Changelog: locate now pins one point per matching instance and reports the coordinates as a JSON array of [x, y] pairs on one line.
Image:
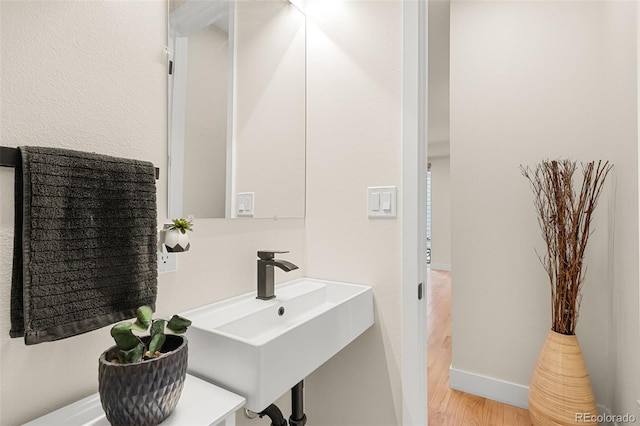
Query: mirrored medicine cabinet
[[237, 109]]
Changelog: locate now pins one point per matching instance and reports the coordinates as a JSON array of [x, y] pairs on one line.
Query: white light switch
[[244, 203], [386, 200], [374, 201], [382, 202]]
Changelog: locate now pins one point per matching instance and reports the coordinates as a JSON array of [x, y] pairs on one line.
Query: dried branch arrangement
[[564, 216]]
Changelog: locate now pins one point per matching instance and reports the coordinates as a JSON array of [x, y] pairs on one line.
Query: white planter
[[176, 241]]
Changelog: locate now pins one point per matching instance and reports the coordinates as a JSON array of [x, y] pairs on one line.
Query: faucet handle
[[270, 254]]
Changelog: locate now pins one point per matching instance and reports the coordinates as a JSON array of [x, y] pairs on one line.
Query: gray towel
[[84, 244]]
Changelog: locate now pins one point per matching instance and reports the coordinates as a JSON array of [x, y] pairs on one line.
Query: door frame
[[414, 156]]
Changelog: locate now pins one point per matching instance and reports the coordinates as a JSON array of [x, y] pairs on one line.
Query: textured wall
[[92, 76]]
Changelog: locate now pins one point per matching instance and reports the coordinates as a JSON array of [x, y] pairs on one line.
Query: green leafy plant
[[182, 225], [131, 348]]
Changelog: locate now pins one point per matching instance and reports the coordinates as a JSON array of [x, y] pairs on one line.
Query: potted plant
[[176, 238], [140, 379], [560, 390]]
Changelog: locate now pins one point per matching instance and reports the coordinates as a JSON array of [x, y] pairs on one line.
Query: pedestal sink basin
[[261, 348]]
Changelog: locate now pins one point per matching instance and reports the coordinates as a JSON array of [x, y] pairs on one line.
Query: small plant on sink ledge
[[176, 238], [141, 378]]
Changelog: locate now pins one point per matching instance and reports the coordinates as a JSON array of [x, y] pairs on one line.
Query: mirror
[[237, 108]]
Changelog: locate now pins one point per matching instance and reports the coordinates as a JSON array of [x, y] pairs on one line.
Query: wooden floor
[[449, 407]]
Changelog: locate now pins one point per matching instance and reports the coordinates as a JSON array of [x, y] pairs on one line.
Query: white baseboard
[[440, 266], [490, 388], [499, 390]]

══════

● Written problem:
Write out the material word for word, from its first line through the line containing "[[244, 203], [386, 200], [374, 201], [382, 202]]", with both ends included. Leave the pictures out of your answer.

● Worked answer:
Changelog: locate now pins one point per matching instance and reports the coordinates as a JSON array of [x, y] pairs on one line.
Image:
Query: mirrored medicine cabinet
[[237, 109]]
Changelog: locate now pins one point per matching instance and reports the coordinates as a JSON array of [x, y] pairs on one line.
Query: white light switch
[[244, 203], [386, 200], [374, 201], [382, 202]]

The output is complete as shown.